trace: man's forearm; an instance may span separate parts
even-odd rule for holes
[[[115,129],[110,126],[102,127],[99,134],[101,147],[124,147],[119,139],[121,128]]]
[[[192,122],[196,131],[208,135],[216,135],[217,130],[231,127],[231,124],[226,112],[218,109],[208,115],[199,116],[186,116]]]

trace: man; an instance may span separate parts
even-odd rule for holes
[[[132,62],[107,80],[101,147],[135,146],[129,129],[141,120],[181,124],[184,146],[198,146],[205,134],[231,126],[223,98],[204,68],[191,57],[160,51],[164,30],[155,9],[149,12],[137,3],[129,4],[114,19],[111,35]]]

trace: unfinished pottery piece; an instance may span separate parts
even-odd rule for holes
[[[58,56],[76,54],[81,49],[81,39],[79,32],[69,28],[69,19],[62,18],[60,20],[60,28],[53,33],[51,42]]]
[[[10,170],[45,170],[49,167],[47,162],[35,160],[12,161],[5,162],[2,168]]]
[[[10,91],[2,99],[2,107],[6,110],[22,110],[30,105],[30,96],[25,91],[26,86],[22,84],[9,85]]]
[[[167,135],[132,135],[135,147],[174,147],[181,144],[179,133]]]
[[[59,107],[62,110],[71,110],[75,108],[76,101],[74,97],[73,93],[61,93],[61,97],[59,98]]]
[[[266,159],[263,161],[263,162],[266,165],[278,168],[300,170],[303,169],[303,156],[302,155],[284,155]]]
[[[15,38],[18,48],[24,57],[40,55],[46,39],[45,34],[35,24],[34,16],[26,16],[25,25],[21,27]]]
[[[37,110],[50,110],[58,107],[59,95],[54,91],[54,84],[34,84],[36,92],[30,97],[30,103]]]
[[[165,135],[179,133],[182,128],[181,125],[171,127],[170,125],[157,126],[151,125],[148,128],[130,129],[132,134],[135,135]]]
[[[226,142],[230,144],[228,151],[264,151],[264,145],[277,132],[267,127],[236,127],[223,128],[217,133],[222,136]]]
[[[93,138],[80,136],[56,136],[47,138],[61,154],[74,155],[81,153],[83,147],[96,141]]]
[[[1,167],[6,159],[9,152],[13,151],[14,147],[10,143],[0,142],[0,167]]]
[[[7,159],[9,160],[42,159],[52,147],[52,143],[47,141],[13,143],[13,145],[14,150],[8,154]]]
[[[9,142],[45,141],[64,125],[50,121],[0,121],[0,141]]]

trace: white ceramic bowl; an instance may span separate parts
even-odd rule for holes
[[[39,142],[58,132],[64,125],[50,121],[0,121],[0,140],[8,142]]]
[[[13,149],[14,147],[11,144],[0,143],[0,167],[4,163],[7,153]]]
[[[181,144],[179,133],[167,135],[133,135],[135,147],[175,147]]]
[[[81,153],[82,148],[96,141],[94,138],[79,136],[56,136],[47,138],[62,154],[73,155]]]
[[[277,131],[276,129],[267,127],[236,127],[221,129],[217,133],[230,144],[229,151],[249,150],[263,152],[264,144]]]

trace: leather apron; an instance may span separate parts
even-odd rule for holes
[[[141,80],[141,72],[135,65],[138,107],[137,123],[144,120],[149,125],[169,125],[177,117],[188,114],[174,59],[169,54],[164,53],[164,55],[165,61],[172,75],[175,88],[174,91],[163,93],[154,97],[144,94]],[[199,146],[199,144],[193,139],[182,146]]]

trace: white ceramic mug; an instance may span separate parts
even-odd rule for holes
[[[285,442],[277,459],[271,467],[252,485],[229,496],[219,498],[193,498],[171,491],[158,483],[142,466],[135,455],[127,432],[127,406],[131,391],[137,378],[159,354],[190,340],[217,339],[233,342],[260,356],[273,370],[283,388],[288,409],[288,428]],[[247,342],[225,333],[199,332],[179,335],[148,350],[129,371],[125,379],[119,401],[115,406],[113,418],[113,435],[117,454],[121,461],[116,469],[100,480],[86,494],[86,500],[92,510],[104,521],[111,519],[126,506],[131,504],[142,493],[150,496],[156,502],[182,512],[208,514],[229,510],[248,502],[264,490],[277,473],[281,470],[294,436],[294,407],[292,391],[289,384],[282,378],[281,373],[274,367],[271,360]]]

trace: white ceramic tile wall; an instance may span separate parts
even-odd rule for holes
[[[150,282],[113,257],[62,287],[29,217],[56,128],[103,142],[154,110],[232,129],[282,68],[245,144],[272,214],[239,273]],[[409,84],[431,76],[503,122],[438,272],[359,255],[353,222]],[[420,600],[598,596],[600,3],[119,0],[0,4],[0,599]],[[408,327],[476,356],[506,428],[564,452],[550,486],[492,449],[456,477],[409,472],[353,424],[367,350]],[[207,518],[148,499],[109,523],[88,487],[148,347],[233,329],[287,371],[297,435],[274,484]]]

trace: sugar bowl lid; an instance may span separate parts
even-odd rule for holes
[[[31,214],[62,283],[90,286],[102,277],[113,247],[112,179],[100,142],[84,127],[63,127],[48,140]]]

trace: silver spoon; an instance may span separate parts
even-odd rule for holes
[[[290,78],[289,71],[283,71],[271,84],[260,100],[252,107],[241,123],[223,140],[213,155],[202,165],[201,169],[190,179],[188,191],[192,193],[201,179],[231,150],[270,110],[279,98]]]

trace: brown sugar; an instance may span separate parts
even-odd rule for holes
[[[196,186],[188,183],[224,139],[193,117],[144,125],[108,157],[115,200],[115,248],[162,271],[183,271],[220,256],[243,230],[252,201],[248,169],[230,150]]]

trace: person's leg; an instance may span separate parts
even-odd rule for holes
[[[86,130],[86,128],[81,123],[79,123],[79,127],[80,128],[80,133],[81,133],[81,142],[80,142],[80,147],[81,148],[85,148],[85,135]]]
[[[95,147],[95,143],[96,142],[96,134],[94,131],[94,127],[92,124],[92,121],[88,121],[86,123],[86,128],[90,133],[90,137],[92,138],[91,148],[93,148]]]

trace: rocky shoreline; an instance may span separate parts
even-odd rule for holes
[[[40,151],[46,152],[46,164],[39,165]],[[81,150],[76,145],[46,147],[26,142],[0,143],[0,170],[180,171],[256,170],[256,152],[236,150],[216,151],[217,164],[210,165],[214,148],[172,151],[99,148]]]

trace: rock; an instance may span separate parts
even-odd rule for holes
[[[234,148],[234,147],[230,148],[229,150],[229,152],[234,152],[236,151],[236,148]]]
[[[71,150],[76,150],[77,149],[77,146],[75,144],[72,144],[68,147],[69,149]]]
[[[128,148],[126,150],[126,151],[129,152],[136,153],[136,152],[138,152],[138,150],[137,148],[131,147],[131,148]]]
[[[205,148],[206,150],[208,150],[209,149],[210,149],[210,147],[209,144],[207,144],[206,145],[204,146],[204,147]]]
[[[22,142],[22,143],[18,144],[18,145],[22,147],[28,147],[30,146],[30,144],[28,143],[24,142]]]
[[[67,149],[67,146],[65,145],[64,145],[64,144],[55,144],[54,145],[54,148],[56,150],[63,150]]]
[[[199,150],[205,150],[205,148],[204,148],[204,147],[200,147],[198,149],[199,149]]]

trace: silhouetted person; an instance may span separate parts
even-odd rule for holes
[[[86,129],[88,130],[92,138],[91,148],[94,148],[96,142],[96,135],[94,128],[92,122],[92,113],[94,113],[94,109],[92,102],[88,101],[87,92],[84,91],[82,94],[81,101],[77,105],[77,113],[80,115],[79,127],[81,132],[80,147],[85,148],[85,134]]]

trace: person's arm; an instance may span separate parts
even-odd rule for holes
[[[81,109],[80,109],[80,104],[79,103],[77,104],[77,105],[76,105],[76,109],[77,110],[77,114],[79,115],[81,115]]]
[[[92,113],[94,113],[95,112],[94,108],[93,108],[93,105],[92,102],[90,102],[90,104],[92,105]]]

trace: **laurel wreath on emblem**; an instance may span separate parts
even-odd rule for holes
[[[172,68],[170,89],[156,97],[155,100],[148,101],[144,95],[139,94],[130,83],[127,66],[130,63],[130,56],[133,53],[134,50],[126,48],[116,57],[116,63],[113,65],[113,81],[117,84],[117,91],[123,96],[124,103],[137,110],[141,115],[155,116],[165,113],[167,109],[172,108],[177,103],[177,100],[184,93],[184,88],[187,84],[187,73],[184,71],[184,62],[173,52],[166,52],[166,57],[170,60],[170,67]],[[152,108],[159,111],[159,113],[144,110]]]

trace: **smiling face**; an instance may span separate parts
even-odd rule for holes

[Aim of the task]: Copy out again, unchanged, the part of the items that opens with the line containing "trace: rock; an" and runs through the last line of the items, both ends included.

[Result of this task]:
trace: rock; an instance may span separate parts
even-odd rule for holes
[[[234,148],[234,147],[230,148],[229,150],[229,152],[234,152],[236,151],[236,148]]]
[[[71,150],[76,150],[77,149],[77,146],[75,144],[72,144],[68,147],[69,149]]]
[[[128,148],[126,150],[126,151],[129,152],[136,153],[136,152],[138,152],[138,150],[137,148],[131,147],[131,148]]]
[[[205,148],[206,150],[208,150],[209,149],[210,149],[210,147],[209,144],[207,144],[206,145],[204,146],[204,147]]]
[[[22,142],[22,143],[18,144],[18,145],[22,147],[28,147],[30,146],[30,144],[28,143],[24,142]]]
[[[67,149],[67,146],[65,145],[64,145],[64,144],[55,144],[54,145],[54,148],[56,150],[63,150]]]
[[[199,150],[205,150],[205,148],[204,148],[204,147],[200,147],[198,149],[199,149]]]

trace: silhouetted person; an instance may span separate parts
even-odd rule for holes
[[[86,129],[88,130],[92,138],[91,148],[94,148],[96,142],[96,135],[94,128],[92,122],[92,113],[94,113],[94,109],[92,102],[88,101],[87,92],[84,91],[82,94],[81,101],[77,105],[77,113],[80,115],[79,127],[81,132],[80,147],[85,148],[85,134]]]

trace: person's arm; an instance may span separate parts
even-odd rule for holes
[[[81,109],[80,109],[80,104],[79,103],[77,104],[77,105],[76,105],[76,109],[77,110],[77,114],[79,115],[81,115]]]
[[[92,113],[94,113],[95,112],[94,108],[93,108],[93,105],[92,102],[90,102],[90,104],[92,105]]]

trace: **laurel wreath on emblem**; an instance may span separate parts
even-odd rule for holes
[[[172,68],[170,89],[156,97],[155,100],[148,101],[144,95],[139,94],[130,83],[127,66],[130,63],[130,56],[133,53],[134,50],[126,48],[116,57],[116,63],[113,65],[113,81],[117,84],[117,91],[123,96],[124,103],[137,110],[141,115],[155,116],[165,113],[167,109],[172,108],[177,103],[177,100],[184,93],[184,88],[187,84],[187,73],[184,71],[184,62],[173,52],[166,52],[166,57],[170,60],[170,67]],[[152,108],[159,111],[159,113],[144,110]]]

trace: **smiling face**; an instance may span separate parts
even-odd rule for holes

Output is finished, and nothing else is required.